■ The exercise
Write out the passage of the blog post between "Day before yesterday, the" and "my adorable wife.", inclusive, copying it word for word.

■ Document
--- begin ---
Day before yesterday, the overnight low was -30F; last night it was -18F. Tonight's low will be around zero, which counts as a warming trend.
The river is loaded with ice dams, so much of the lower reaches of town are inundated with something ranging between ice water and ice... glacier milch, more or less kinda sorta but not really. We're high enough above the river that it's not going to bother us at all.
I suppose I could and maybe should say more, but I'd much rather find that warm spot between my flannel sheets and next to my adorable wife.
Be well.
It's a warm enough day, for here and now, with a light breeze and an outdoor temperature of 61 degrees. Anything over 60 is my excuse to open the windows and let the air through. In the front, out the back -- until evening, when it reverses. I just love mountain air convection currents, especially in Summer when the daytime temperature can reach into the 90s and the downslope evening convection current comes to cool everything off again.
There is almost certainly still more snow between us and (what ought to be) planting time. Many of my remote acquaintances are already planting, some are already harvesting radishes and a few salad greens, but it's a month away yet for us here at 6250' on the Western Slope of the Colorado Rockies.
I'm not planting this year as the landlady/slumlord has decided that I shouldn't make use of the ground where my 2500 square foot garden once was. We don't know why she came to that decision; the story she gave me is nothing like the one she gave to a neighbor. A couple nights ago, right around sunset, a big dog wandered over and deposited his calling card right in the middle of what used to be my garden. My first feeling was outrage, momentarily, but then I realized that it's not my problem. I'll never again plant that ground that I worked so hard to improve for my beautiful organic vegetable and herb garden, the earthworm populations in the soil will dwindle, the ladybugs, dragonflies, damselflies, wasps, toads, snakes, robins, sparrows, et al. will not find it such a happy hunting ground as it once was, and some day (probably soon) it'll all be under either concrete or a damnable lawn full of pesticide, herbicide, and chemical fertilizers -- perfectly unfit for living things.
No matter. This is just another town along the road, and if my business will do well for the next few months we'll blow on down the road once more, closer to where we think we might want to be. The ultimate goal being to buy (with cash) a nice chunk of ground upon which we can put down roots and remain for the rest of our days. Other than occasional forays into town for the things we would like to have but cannot provide for ourselves, I intend to stay within my own fences, tending to my own affairs and minding my own business.
Now there's a novel idea: minding one's own business. More folks ought to take that advice, I think, and make that demand of their appointed rulers, too. If we all just let well enough alone and didn't concern ourselves with things that are not properly ours to direct, more of us would be free to enjoy a beautiful Spring day such as the one we're having here today.
--- end ---
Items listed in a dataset
--- begin ---
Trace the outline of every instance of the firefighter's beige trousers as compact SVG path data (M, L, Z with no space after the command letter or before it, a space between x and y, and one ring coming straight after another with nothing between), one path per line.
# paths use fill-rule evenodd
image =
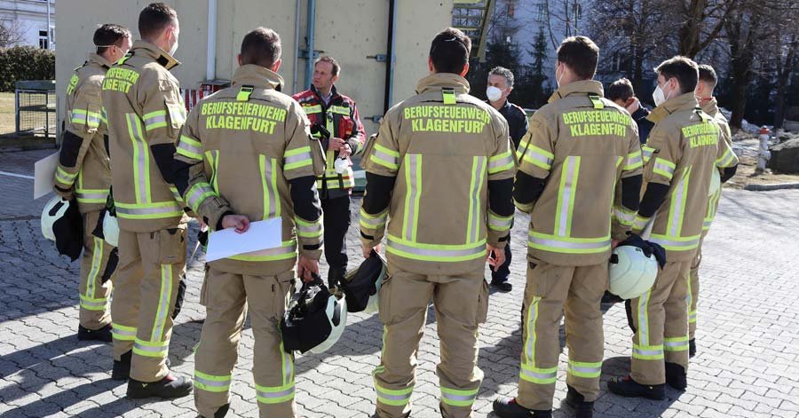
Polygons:
M665 363L688 370L688 275L692 262L666 263L652 289L631 301L636 334L630 376L638 383L665 383Z
M445 417L469 417L483 380L477 367L478 326L486 321L488 286L483 269L459 276L428 276L389 264L380 288L380 319L384 324L380 366L375 369L377 415L407 416L415 383L419 340L431 299L441 359L436 369Z
M599 304L607 288L608 264L563 266L534 260L527 267L521 368L516 400L528 409L550 410L555 395L559 327L566 312L569 349L566 383L586 401L599 396L604 335Z
M114 359L133 350L131 378L157 382L166 367L178 283L186 271L186 224L154 233L119 231Z
M688 339L692 340L696 335L696 307L699 304L699 267L702 263L702 244L708 232L702 232L702 239L696 248L696 256L691 264L691 286L688 288Z
M249 306L260 416L295 416L294 358L283 350L281 337L281 319L294 291L294 277L293 270L277 276L247 276L209 269L200 296L206 319L194 355L194 404L201 415L214 416L229 402Z
M80 324L91 330L99 329L111 323L108 302L118 262L115 248L91 233L98 223L102 222L100 213L102 212L98 210L83 214L83 256L81 260L81 284L78 288L81 300Z

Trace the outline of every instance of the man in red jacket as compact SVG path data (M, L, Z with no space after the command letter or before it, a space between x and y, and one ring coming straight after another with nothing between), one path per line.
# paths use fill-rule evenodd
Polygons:
M325 228L325 259L328 284L335 286L347 270L347 228L350 226L350 193L355 185L350 156L363 150L366 132L355 102L336 89L341 66L333 57L317 59L311 89L294 95L308 115L312 131L324 127L329 138L320 135L327 150L325 172L316 182L321 198ZM318 134L317 134L318 135ZM341 160L336 164L336 161Z

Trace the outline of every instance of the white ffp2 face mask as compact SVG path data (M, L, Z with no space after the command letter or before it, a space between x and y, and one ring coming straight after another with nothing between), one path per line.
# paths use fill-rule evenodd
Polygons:
M486 89L486 96L488 97L488 100L490 101L497 101L502 97L502 91L501 91L498 87L488 86Z

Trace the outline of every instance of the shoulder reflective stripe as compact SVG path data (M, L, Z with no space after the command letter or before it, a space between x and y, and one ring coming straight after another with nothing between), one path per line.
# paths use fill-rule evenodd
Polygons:
M496 174L513 168L513 154L508 149L488 159L488 174Z
M455 89L448 87L441 89L441 96L443 97L445 105L455 105L457 103L455 97Z
M400 168L400 153L380 144L375 144L375 148L369 155L369 160L390 170Z
M225 392L230 389L231 375L215 376L194 370L194 387L209 392Z
M143 204L115 202L119 217L125 219L160 219L183 215L183 208L177 201Z
M133 342L133 353L145 357L165 358L170 351L169 340L164 342L147 342L136 338Z
M483 184L486 179L486 157L474 157L471 162L471 183L469 186L471 195L469 197L469 218L466 224L465 242L475 242L482 233L480 226L480 214L483 205L480 204ZM485 222L485 218L483 218ZM414 240L415 241L415 240Z
M330 113L344 114L344 116L350 115L350 108L344 106L331 106L329 109Z
M488 210L488 227L499 232L505 232L510 230L510 225L513 224L513 216L510 217L500 217L494 214L493 211Z
M302 146L283 153L283 171L312 165L311 147Z
M369 215L360 208L360 220L359 225L360 225L361 229L377 229L381 226L384 226L388 219L388 209L384 210L383 212L377 215Z
M136 202L146 203L150 197L150 151L142 134L141 121L135 114L125 114L128 134L133 142L133 184L136 185Z
M566 157L560 175L555 231L556 235L561 237L572 234L572 213L574 210L574 192L577 190L577 179L580 175L580 160L578 156Z
M405 213L402 220L402 236L408 241L416 241L416 226L419 222L420 189L422 188L422 155L405 154Z
M261 170L261 185L264 193L264 219L281 216L281 196L277 188L277 160L258 155Z
M200 205L206 199L211 196L217 196L216 192L210 187L210 185L205 182L199 182L189 187L186 193L186 203L194 212L200 209Z
M632 171L636 169L644 167L644 157L641 150L636 150L627 154L627 161L624 162L623 171Z
M462 390L441 386L441 401L453 406L471 406L480 388Z
M255 88L251 85L242 85L241 89L239 90L238 94L236 94L236 101L249 100L249 96L252 94L253 90L255 90Z
M633 344L633 359L642 360L662 360L662 345L638 345Z
M166 110L156 110L142 116L145 130L149 132L156 128L166 128Z
M191 158L192 160L202 160L202 144L186 135L180 136L180 140L178 142L178 149L176 152L178 154Z
M318 239L324 233L321 217L313 222L308 222L301 217L294 217L294 223L297 225L297 234L300 237Z
M591 100L591 104L594 106L595 109L604 109L605 103L602 103L602 99L599 99L599 96L596 94L589 94L589 99Z
M391 406L404 406L407 405L414 392L414 387L405 389L386 389L380 386L375 381L375 391L377 392L377 402Z
M262 404L281 404L294 398L294 383L283 386L261 386L256 387L256 398Z
M583 362L569 360L568 374L586 379L594 379L599 377L602 373L602 362Z
M569 238L530 231L531 248L566 254L596 254L610 250L610 236L601 238Z
M700 238L701 235L673 237L653 233L649 241L661 244L661 247L671 251L688 251L699 247Z
M671 180L671 177L674 177L674 169L676 167L674 162L671 162L668 160L655 158L655 164L654 167L653 167L652 171Z
M389 234L386 251L412 260L455 263L486 256L486 240L465 245L423 244Z
M260 251L253 251L251 253L240 254L227 257L230 260L238 261L277 261L290 260L297 256L297 241L284 241L281 247L276 248L262 249Z
M683 171L683 176L671 193L671 204L668 209L668 234L678 237L683 232L683 219L685 215L685 202L688 200L688 182L691 178L691 167Z

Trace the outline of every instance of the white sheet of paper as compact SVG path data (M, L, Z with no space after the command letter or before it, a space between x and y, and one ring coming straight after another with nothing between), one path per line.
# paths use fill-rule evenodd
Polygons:
M210 262L240 254L276 248L281 246L283 223L273 217L249 224L249 229L238 233L234 228L211 233L208 237L205 261Z
M34 165L34 200L36 200L50 192L55 185L56 168L59 166L59 153L44 157Z

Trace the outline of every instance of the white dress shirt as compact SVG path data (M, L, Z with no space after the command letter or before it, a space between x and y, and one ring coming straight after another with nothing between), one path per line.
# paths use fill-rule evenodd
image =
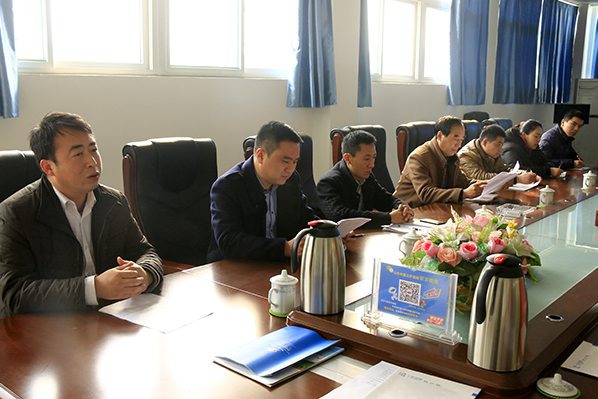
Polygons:
M79 213L74 201L67 198L56 187L52 186L52 188L54 188L54 192L56 192L64 214L69 221L71 230L75 237L77 237L77 241L79 241L79 245L81 245L81 249L83 250L85 260L85 303L88 305L97 305L98 298L96 297L95 287L96 267L93 261L93 243L91 241L91 211L96 203L96 197L93 191L90 191L87 194L83 212Z

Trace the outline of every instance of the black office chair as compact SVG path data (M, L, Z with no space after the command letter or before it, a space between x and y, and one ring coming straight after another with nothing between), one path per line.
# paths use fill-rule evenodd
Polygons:
M464 120L474 120L478 122L483 122L488 118L490 118L490 114L485 111L471 111L463 114Z
M311 136L307 134L301 134L303 144L301 144L301 156L297 163L297 173L301 179L301 190L307 197L307 204L314 210L314 212L323 217L323 213L320 210L320 198L316 190L316 182L314 181L314 170L313 170L313 141ZM247 136L243 140L243 157L249 158L253 154L255 146L255 136Z
M486 119L485 121L482 122L482 125L487 125L487 124L492 124L492 123L496 123L496 124L500 125L505 130L510 129L511 127L513 127L513 121L511 119L508 119L508 118L490 118L490 119Z
M158 254L178 263L204 264L212 237L216 144L188 137L150 139L126 144L123 157L125 195Z
M0 151L0 170L0 202L39 179L42 174L33 151Z
M330 131L330 142L332 144L332 164L335 165L343 157L342 142L349 132L365 130L376 137L376 162L373 173L376 180L389 192L395 191L395 186L386 166L386 130L380 125L355 125L335 128Z

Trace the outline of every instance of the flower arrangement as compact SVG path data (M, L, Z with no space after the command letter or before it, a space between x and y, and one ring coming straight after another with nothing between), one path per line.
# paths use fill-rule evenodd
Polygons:
M471 310L478 278L486 256L507 253L521 258L524 273L533 281L533 267L540 266L540 256L516 229L516 223L486 210L484 214L453 215L444 226L432 228L427 238L417 241L409 256L402 259L407 266L458 275L457 309Z

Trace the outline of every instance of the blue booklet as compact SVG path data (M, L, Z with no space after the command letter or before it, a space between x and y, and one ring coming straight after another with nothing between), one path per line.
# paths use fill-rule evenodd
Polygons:
M337 355L340 340L326 340L317 332L295 326L273 331L254 341L216 356L214 361L267 386Z

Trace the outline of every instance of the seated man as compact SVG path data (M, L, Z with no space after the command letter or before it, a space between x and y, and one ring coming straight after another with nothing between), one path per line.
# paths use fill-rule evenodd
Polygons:
M502 157L502 147L506 134L499 125L488 125L482 129L480 138L470 141L459 151L461 172L474 180L490 180L500 172L508 169ZM518 183L536 181L534 172L524 172L517 176Z
M519 163L521 169L531 170L541 177L556 177L561 174L560 168L550 167L544 154L538 148L542 136L542 124L534 119L520 122L508 129L502 158L505 163L514 167Z
M289 125L269 122L256 136L253 155L214 182L209 262L290 256L295 235L317 219L295 172L302 141Z
M413 210L386 191L372 174L376 138L363 130L345 136L343 158L318 183L322 212L331 219L366 217L364 227L400 224L413 219Z
M456 154L465 138L461 119L443 116L434 129L436 136L409 154L393 194L410 206L461 202L482 192L484 182L467 178L459 168Z
M99 184L91 126L50 113L30 145L42 178L0 204L0 317L81 310L158 288L162 261L125 196Z
M572 109L563 116L560 125L554 125L544 132L539 147L551 167L571 169L584 165L573 148L573 140L583 123L583 112Z

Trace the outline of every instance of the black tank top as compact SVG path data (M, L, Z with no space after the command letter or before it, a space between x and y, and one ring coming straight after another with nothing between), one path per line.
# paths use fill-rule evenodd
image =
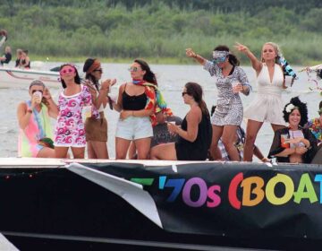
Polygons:
M125 91L126 85L124 88L124 91L122 93L122 102L123 108L125 110L140 110L144 109L147 105L147 95L142 93L138 96L130 96Z
M187 119L184 117L182 129L187 131ZM175 143L178 160L205 160L210 148L212 139L212 126L210 117L202 114L202 119L198 126L198 135L194 142L189 142L179 136Z

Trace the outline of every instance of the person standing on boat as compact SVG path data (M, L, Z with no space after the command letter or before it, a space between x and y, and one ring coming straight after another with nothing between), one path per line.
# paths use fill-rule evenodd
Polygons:
M100 62L96 58L88 58L83 66L86 73L86 84L92 95L93 109L95 114L88 117L85 122L85 133L89 159L108 159L107 151L107 120L104 116L104 109L108 102L107 93L116 80L107 79L100 84L103 69Z
M41 81L33 81L29 93L30 100L20 103L17 109L20 127L18 155L55 158L53 130L49 117L57 117L57 107Z
M294 79L296 74L275 43L264 44L260 61L246 46L237 43L235 48L250 58L258 80L258 96L244 112L248 119L244 161L252 161L255 141L263 123L269 122L275 132L285 126L282 113L282 91L286 88L284 76Z
M125 159L130 143L134 141L138 159L146 160L153 136L150 119L155 119L156 101L162 103L162 95L158 92L156 75L147 62L136 59L129 71L132 81L120 86L117 103L114 104L114 109L120 112L115 134L116 159Z
M4 65L4 64L9 64L12 59L12 52L10 47L5 47L4 48L4 55L0 56L0 64Z
M291 99L283 110L288 127L275 132L268 158L275 157L278 162L310 163L317 153L317 139L308 128L308 108L298 97Z
M222 138L229 158L235 161L241 160L233 141L237 126L242 120L243 108L239 92L249 95L250 89L245 72L238 66L239 60L226 46L218 46L214 49L213 62L203 58L191 48L186 49L186 55L204 65L211 76L216 77L218 98L216 109L211 118L211 156L214 160L222 159L218 148L218 141Z
M86 137L83 123L91 116L91 94L88 86L80 84L76 67L71 64L60 68L63 91L58 98L58 117L55 129L55 151L56 158L66 158L72 149L74 159L84 159ZM93 111L93 116L97 111Z
M191 82L185 84L182 99L191 109L181 126L168 123L169 131L178 135L178 142L153 147L151 160L206 160L211 144L212 126L202 96L199 84Z

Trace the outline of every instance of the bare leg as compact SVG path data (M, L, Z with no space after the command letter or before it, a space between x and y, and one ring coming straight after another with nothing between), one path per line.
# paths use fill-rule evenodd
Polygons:
M108 159L106 142L90 141L95 159Z
M222 155L218 148L218 141L223 134L224 126L212 125L212 128L213 128L213 136L210 145L210 154L214 159L214 160L220 160L222 159Z
M74 159L85 158L85 147L72 147L72 152Z
M55 158L64 159L67 156L67 152L68 152L68 147L64 147L64 146L55 147Z
M249 119L246 127L246 141L244 145L244 161L252 161L254 144L257 134L263 122Z
M233 141L236 138L237 126L225 126L222 136L222 141L225 145L225 149L229 155L229 159L233 161L240 161L241 158L238 153L237 148L233 144Z
M150 151L151 138L143 138L134 141L135 147L138 150L138 160L147 160Z
M55 158L55 150L49 147L44 147L38 151L37 158Z
M131 141L115 137L115 154L116 160L125 160L126 153Z
M176 160L174 143L163 143L151 148L151 160Z

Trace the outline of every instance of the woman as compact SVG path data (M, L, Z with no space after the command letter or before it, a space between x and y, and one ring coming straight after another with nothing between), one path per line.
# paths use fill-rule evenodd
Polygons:
M139 160L146 160L153 136L150 116L156 106L157 82L148 65L134 60L130 67L132 81L120 86L115 110L120 112L116 126L116 159L126 158L131 141L134 141Z
M104 109L107 104L107 93L116 80L106 80L99 84L103 70L97 59L88 58L83 66L85 79L92 95L93 109L96 111L85 122L86 141L89 159L108 159L107 151L107 121Z
M182 91L190 111L182 126L168 123L171 133L178 134L177 143L159 144L151 149L151 160L206 160L212 138L209 112L202 100L202 88L187 82Z
M82 117L90 113L91 95L89 87L80 84L74 65L66 64L60 68L63 91L58 98L58 117L55 129L55 151L56 158L66 158L72 148L74 159L84 159L85 130ZM90 114L87 114L89 117ZM97 116L93 111L93 116Z
M318 104L318 113L319 117L309 119L305 127L311 131L318 141L318 144L322 146L322 101Z
M309 129L302 127L308 121L306 104L298 97L292 98L283 114L289 126L275 132L268 158L276 157L278 162L310 163L318 145Z
M250 93L250 85L244 71L239 67L239 60L229 51L226 46L218 46L213 51L214 61L210 62L196 54L191 48L186 49L186 55L193 57L210 75L216 77L218 89L216 109L211 117L213 136L210 153L214 160L221 160L218 141L222 138L229 158L239 161L240 156L233 141L237 127L242 120L242 104L239 92Z
M19 104L17 117L20 133L19 157L55 158L53 130L49 117L56 118L58 110L48 90L38 80L29 88L30 100Z
M258 96L244 112L244 117L248 119L244 161L252 161L256 137L264 121L269 122L275 132L285 126L282 119L281 97L285 88L284 75L292 75L293 78L296 75L275 43L264 44L260 61L246 46L237 43L235 48L250 58L258 79Z

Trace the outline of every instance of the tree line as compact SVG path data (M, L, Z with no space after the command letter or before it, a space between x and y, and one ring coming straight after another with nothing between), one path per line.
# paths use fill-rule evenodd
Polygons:
M291 0L4 0L0 29L13 48L44 56L204 56L218 44L246 44L258 56L278 43L292 64L320 62L322 2Z

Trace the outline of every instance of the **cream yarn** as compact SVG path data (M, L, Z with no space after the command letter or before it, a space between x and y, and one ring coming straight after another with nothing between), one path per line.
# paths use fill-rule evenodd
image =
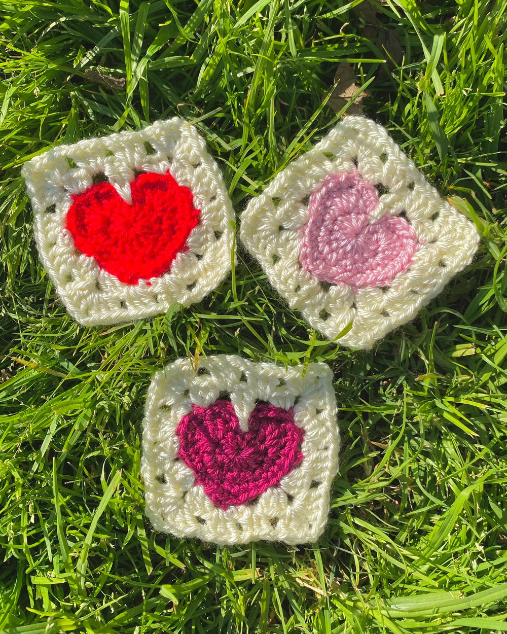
--- end ---
■ Exercise result
Day before yesterday, the overnight low was -30F; last night it was -18F. Tonight's low will be around zero, which counts as a warming trend.
The river is loaded with ice dams, so much of the lower reaches of town are inundated with something ranging between ice water and ice... glacier milch, more or less kinda sorta but not really. We're high enough above the river that it's not going to bother us at all.
I suppose I could and maybe should say more, but I'd much rather find that warm spot between my flannel sheets and next to my adorable wife.